* [Passage provided]:
++++++++

# help-280z-engine dying



## sr20speed (Apr 10, 2003)

My friends got a 1975 280z(fuel injected) and we have been trying to get it in good running condition. We have got it started, but it is off and on. sometimes it starts fine and idles normal. But sometimes it will start up and crap out soon after. And sometimes it will start and idle fine but once we give it gas it won't idle steady after. We have had it running strong for a half hour in the driveway but when we went to drive it around the block it crapped out down the street. Any ideas on how to fix this?


----------



## 240ZT (May 9, 2003)

Did you do all the regular maintanance stuff (cap&rotor, fuel filter, spark plugs, etc)? Get some of that electrical contact cleaner and clean all the electrical connections in the engine bay. Every single one. All the injectors, sensors, coil, efi relays, etc. There may be a few dirty contacts.


----------



## lovemysan (Jan 31, 2003)

Had a similar problem with a 86 pulsar.
Check the fuel pressure. Mine was low fuel pressure.


----------



## sr20speed (Apr 10, 2003)

++++++++

* [Data listing]:
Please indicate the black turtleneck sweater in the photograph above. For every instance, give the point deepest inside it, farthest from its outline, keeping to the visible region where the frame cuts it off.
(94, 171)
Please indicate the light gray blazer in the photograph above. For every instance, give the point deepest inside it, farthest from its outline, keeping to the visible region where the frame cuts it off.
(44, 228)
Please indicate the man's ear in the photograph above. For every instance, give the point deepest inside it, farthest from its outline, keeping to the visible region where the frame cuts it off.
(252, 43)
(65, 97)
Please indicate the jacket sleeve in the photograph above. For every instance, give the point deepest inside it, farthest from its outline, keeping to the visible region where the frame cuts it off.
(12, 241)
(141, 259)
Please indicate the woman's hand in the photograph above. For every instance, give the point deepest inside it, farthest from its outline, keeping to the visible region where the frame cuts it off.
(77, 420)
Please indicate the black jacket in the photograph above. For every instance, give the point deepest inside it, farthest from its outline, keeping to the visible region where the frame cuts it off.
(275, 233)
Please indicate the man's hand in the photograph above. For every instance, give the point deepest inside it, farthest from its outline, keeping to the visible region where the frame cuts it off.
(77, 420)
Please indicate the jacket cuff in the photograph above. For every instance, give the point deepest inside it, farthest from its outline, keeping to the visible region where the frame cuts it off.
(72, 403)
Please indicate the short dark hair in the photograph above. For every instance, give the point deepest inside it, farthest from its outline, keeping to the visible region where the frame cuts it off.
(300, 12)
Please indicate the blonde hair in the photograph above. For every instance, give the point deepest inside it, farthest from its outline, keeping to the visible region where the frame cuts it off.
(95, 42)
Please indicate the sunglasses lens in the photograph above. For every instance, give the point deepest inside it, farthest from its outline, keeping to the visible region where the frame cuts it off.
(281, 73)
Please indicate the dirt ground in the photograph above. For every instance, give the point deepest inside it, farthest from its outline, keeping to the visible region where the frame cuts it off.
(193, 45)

++++++++

* [Task requirements]:
- a) Reproduce the 280z engine thread from "## 240ZT (May" up to and including "low fuel pressure.".
- b) Translate this sentence from the 280z engine thread into French: "There may be a few dirty contacts."
The entries were drawn from a source other than the thread.

* [Task-by-task solutions]:
- a)
## 240ZT (May 9, 2003)

Did you do all the regular maintanance stuff (cap&rotor, fuel filter, spark plugs, etc)? Get some of that electrical contact cleaner and clean all the electrical connections in the engine bay. Every single one. All the injectors, sensors, coil, efi relays, etc. There may be a few dirty contacts.


----------



## lovemysan (Jan 31, 2003)

Had a similar problem with a 86 pulsar.
Check the fuel pressure. Mine was low fuel pressure.

- b) Il se peut qu'il y ait quelques contacts sales.